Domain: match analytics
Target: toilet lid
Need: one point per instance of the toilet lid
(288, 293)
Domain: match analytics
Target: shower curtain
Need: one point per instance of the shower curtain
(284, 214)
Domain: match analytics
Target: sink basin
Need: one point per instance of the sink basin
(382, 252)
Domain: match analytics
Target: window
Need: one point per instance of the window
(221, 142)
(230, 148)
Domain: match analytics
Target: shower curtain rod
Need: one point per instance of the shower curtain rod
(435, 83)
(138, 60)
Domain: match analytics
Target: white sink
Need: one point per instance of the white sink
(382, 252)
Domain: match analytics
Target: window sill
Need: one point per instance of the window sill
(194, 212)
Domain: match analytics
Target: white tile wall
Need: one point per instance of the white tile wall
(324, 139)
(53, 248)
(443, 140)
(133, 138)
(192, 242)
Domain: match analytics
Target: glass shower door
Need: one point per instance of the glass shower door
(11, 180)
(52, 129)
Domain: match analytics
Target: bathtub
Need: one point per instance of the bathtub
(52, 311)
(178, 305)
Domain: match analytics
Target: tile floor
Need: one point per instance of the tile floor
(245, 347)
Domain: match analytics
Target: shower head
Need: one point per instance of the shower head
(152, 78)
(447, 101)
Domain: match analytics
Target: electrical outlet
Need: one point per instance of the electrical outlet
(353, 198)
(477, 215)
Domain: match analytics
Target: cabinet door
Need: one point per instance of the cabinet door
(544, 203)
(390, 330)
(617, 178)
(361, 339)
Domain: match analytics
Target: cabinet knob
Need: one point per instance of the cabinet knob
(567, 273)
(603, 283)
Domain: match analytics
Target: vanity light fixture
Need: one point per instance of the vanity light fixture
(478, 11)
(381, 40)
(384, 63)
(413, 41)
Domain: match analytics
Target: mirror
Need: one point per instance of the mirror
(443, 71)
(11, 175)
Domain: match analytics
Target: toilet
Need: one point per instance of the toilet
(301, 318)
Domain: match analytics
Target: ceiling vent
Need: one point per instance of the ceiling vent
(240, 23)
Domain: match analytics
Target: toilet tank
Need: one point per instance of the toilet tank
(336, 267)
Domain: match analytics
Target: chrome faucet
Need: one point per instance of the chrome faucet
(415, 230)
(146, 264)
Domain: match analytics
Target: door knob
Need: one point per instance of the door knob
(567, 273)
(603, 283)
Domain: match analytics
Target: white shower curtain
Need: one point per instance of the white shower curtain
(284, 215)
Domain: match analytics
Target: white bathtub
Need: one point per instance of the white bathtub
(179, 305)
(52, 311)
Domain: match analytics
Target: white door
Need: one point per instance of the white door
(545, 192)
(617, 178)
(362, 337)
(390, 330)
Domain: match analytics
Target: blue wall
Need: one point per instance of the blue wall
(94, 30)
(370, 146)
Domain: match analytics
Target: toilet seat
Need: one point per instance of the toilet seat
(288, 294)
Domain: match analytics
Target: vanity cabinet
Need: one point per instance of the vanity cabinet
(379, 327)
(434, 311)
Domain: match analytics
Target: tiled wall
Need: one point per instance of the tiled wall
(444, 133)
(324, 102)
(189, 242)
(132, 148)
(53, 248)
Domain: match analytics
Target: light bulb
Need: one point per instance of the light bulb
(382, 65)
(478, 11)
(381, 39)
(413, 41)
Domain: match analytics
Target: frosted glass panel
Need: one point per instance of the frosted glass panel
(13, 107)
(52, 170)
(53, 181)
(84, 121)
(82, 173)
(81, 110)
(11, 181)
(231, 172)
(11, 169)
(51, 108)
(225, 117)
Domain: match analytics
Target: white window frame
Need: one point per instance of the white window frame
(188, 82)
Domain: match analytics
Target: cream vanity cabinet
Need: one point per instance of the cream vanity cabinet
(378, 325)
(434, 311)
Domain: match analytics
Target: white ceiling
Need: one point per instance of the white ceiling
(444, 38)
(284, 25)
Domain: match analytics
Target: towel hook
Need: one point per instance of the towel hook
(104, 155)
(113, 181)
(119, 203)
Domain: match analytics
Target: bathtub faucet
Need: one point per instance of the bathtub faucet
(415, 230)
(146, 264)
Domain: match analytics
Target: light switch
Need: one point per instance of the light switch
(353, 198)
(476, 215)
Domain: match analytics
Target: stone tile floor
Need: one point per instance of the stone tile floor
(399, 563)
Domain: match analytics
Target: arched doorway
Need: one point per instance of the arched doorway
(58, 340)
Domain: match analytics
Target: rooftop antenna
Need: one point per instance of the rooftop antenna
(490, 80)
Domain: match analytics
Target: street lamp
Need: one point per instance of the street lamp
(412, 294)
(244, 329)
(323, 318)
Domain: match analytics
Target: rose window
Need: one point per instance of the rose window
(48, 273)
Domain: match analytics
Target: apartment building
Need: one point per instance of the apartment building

Stated goal: Show each line above that contains the word "building".

Complete response:
Target: apartment building
Need: one point per instance of the apartment building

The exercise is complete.